### What to do
Everything in the listing below needs restating exactly, apart from the pictures.

### Input for this task
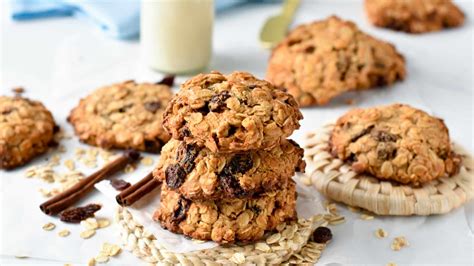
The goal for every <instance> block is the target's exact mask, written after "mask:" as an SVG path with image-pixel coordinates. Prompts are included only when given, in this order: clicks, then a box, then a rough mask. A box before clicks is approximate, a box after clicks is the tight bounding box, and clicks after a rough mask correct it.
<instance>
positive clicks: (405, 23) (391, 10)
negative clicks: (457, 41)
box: [365, 0, 464, 33]
mask: <svg viewBox="0 0 474 266" xmlns="http://www.w3.org/2000/svg"><path fill="white" fill-rule="evenodd" d="M365 10H366V13H367V16H368V18H369V20H370V22H371V23H372V24H374V25H375V26H378V27H384V28H389V29H393V30H398V31H405V32H409V33H423V32H431V31H439V30H442V29H443V28H452V27H458V26H460V25H462V24H463V23H464V14H463V12H462V11H461V10H460V9H459V8H458V7H457V6H456V5H455V4H454V3H453V2H452V1H451V0H410V1H400V0H365Z"/></svg>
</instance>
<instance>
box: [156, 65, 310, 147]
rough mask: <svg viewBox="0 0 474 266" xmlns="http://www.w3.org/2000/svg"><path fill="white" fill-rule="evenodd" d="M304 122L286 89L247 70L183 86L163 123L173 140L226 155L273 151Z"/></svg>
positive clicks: (180, 90)
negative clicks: (205, 148) (256, 149)
mask: <svg viewBox="0 0 474 266" xmlns="http://www.w3.org/2000/svg"><path fill="white" fill-rule="evenodd" d="M302 118H303V116H302V114H301V112H300V111H299V109H298V105H297V103H296V101H295V99H294V98H293V97H292V96H291V95H289V94H288V93H286V92H285V91H284V90H281V89H277V88H274V87H273V85H272V84H270V83H268V82H266V81H264V80H259V79H257V78H255V77H254V76H252V75H251V74H249V73H246V72H234V73H232V74H229V75H222V74H221V73H219V72H211V73H209V74H200V75H197V76H195V77H194V78H192V79H190V80H188V81H187V82H185V83H184V84H183V85H181V90H180V91H179V92H178V94H177V95H176V97H174V98H173V100H172V101H171V103H170V105H169V106H168V108H167V109H166V112H165V114H164V122H163V124H164V127H165V128H166V129H167V130H168V132H169V133H170V134H171V135H172V136H173V138H175V139H179V140H184V141H185V142H186V143H197V144H198V145H199V146H206V147H207V148H208V149H209V150H211V151H212V152H222V153H224V152H240V151H247V150H254V149H271V148H273V147H274V146H276V145H278V144H279V143H280V141H281V140H283V139H285V138H286V137H288V136H289V135H291V133H293V131H294V130H295V129H297V128H299V126H300V125H299V122H298V121H299V120H301V119H302Z"/></svg>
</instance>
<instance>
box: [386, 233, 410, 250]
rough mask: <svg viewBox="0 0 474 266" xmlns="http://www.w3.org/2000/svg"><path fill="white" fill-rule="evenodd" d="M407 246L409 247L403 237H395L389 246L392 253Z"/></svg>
mask: <svg viewBox="0 0 474 266" xmlns="http://www.w3.org/2000/svg"><path fill="white" fill-rule="evenodd" d="M408 245H409V244H408V241H407V240H406V238H405V237H404V236H398V237H395V239H393V241H392V244H391V245H390V247H391V248H392V250H394V251H399V250H400V249H402V248H403V247H406V246H408Z"/></svg>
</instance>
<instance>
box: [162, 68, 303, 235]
mask: <svg viewBox="0 0 474 266" xmlns="http://www.w3.org/2000/svg"><path fill="white" fill-rule="evenodd" d="M302 118H303V117H302V114H301V112H300V111H299V109H298V106H297V103H296V101H295V99H294V98H293V97H292V96H291V95H290V94H288V93H287V92H285V91H284V90H281V89H277V88H275V87H273V86H272V85H271V84H270V83H268V82H266V81H263V80H259V79H257V78H255V77H254V76H252V75H251V74H248V73H244V72H234V73H232V74H230V75H222V74H221V73H218V72H211V73H210V74H200V75H198V76H196V77H194V78H192V79H190V80H188V81H187V82H185V83H184V84H183V85H182V86H181V90H180V91H179V93H178V94H177V95H176V96H175V97H174V98H173V100H172V101H171V103H170V104H169V105H168V107H167V109H166V111H165V113H164V116H163V124H164V127H165V129H166V130H167V131H168V132H169V133H170V135H171V136H172V139H171V140H170V141H169V142H168V143H167V144H166V145H165V146H164V147H163V150H162V153H161V158H160V161H159V163H158V166H157V168H156V169H155V170H154V172H153V175H154V177H155V178H157V179H158V180H160V181H162V182H163V185H162V191H161V206H160V207H159V209H158V210H157V211H156V212H155V214H154V219H155V220H156V221H159V222H160V223H161V225H162V226H163V227H164V228H166V229H168V230H170V231H172V232H175V233H179V234H184V235H186V236H189V237H191V238H194V239H200V240H213V241H215V242H218V243H232V242H235V241H244V242H249V241H255V240H257V239H260V238H262V236H263V235H264V234H265V232H267V231H270V230H273V229H275V228H276V227H277V226H278V225H279V224H282V223H285V222H287V221H289V220H293V219H295V218H296V189H295V183H294V181H293V180H292V176H293V175H294V174H295V172H296V171H304V167H305V163H304V161H303V160H302V157H303V149H301V148H300V147H299V146H298V144H296V143H295V142H294V141H292V140H288V139H287V137H288V136H290V135H291V134H292V132H293V131H294V130H295V129H297V128H299V120H301V119H302Z"/></svg>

### Task answer
The goal for every <instance> block is the target's exact mask, written after "mask:" as an SVG path with image-pixel coordinates. Prompts are included only when given, in this order: clicks, then a box, then a rough mask. A box before clicks is approximate, a box after clicks is the tight bounding box, and clicks after a rough mask correct it.
<instance>
positive clicks: (405, 23) (391, 10)
negative clicks: (457, 41)
box: [365, 0, 464, 33]
mask: <svg viewBox="0 0 474 266" xmlns="http://www.w3.org/2000/svg"><path fill="white" fill-rule="evenodd" d="M365 10H366V13H367V16H368V18H369V20H370V22H371V23H372V24H374V25H375V26H378V27H384V28H389V29H393V30H398V31H405V32H409V33H423V32H431V31H439V30H442V29H443V28H452V27H458V26H460V25H462V24H463V23H464V14H463V12H462V11H461V10H460V9H459V8H458V7H457V6H456V5H455V4H454V3H453V2H452V1H451V0H410V1H400V0H365Z"/></svg>
</instance>
<instance>
box: [156, 65, 310, 147]
rough mask: <svg viewBox="0 0 474 266" xmlns="http://www.w3.org/2000/svg"><path fill="white" fill-rule="evenodd" d="M304 122L286 89L247 70L183 86L163 123L173 140L226 155L273 151Z"/></svg>
positive clicks: (180, 90)
negative clicks: (205, 148) (256, 149)
mask: <svg viewBox="0 0 474 266" xmlns="http://www.w3.org/2000/svg"><path fill="white" fill-rule="evenodd" d="M302 118H303V116H302V114H301V112H300V111H299V109H298V105H297V103H296V101H295V99H294V98H293V97H292V96H291V95H289V94H288V93H286V92H285V91H284V90H281V89H277V88H274V87H273V85H272V84H270V83H268V82H266V81H264V80H259V79H257V78H255V77H254V76H252V75H251V74H249V73H246V72H234V73H232V74H229V75H222V74H221V73H219V72H211V73H209V74H200V75H197V76H195V77H194V78H192V79H190V80H188V81H187V82H185V83H184V84H183V85H181V90H180V91H179V92H178V94H177V95H176V97H174V98H173V100H172V101H171V103H170V105H169V106H168V108H167V109H166V112H165V114H164V122H163V124H164V127H165V128H166V129H167V130H168V132H169V133H170V134H171V135H172V136H173V138H175V139H179V140H184V141H185V142H186V143H197V144H198V145H199V146H206V147H207V148H208V149H209V150H211V151H212V152H222V153H224V152H240V151H247V150H254V149H271V148H273V147H274V146H276V145H278V144H279V143H280V141H281V140H283V139H285V138H286V137H288V136H289V135H291V133H293V131H294V130H295V129H297V128H299V126H300V125H299V122H298V121H299V120H301V119H302Z"/></svg>
</instance>
<instance>
box: [386, 233, 410, 250]
rough mask: <svg viewBox="0 0 474 266" xmlns="http://www.w3.org/2000/svg"><path fill="white" fill-rule="evenodd" d="M407 246L409 247L403 237H395L389 246L392 253Z"/></svg>
mask: <svg viewBox="0 0 474 266" xmlns="http://www.w3.org/2000/svg"><path fill="white" fill-rule="evenodd" d="M408 245H409V244H408V241H407V240H406V238H405V237H404V236H398V237H395V239H393V241H392V244H391V245H390V247H391V248H392V250H394V251H399V250H400V249H402V248H403V247H406V246H408Z"/></svg>
</instance>
<instance>
box: [162, 68, 303, 235]
mask: <svg viewBox="0 0 474 266" xmlns="http://www.w3.org/2000/svg"><path fill="white" fill-rule="evenodd" d="M302 118H303V117H302V114H301V112H300V111H299V109H298V106H297V103H296V101H295V99H294V98H293V97H292V96H291V95H290V94H288V93H287V92H285V91H284V90H281V89H277V88H275V87H273V86H272V85H271V84H270V83H268V82H266V81H263V80H259V79H257V78H255V77H254V76H252V75H251V74H248V73H244V72H234V73H232V74H230V75H222V74H221V73H218V72H211V73H210V74H200V75H198V76H196V77H194V78H192V79H190V80H188V81H187V82H185V83H184V84H183V85H182V86H181V90H180V91H179V93H178V94H177V95H176V96H175V97H174V98H173V100H172V101H171V103H170V104H169V105H168V107H167V109H166V111H165V113H164V116H163V124H164V127H165V129H166V130H167V131H168V132H169V133H170V135H171V136H172V139H171V140H170V141H169V142H168V143H167V144H166V145H165V146H164V147H163V150H162V153H161V158H160V161H159V163H158V166H157V168H156V169H155V170H154V172H153V175H154V177H155V178H157V179H158V180H160V181H162V182H163V185H162V191H161V206H160V207H159V209H158V210H157V211H156V212H155V214H154V219H155V220H156V221H159V222H160V223H161V225H162V226H163V227H164V228H166V229H168V230H170V231H172V232H175V233H179V234H184V235H186V236H189V237H191V238H194V239H200V240H213V241H215V242H218V243H232V242H235V241H244V242H249V241H255V240H257V239H260V238H262V236H263V235H264V234H265V232H267V231H270V230H273V229H275V228H276V227H277V226H278V225H279V224H282V223H285V222H287V221H289V220H293V219H295V218H296V189H295V183H294V181H293V180H292V176H293V175H294V174H295V172H296V171H304V167H305V163H304V161H303V160H302V157H303V149H301V148H300V147H299V146H298V144H296V143H295V142H294V141H292V140H288V139H287V137H288V136H290V135H291V134H292V132H293V131H294V130H295V129H297V128H299V120H301V119H302Z"/></svg>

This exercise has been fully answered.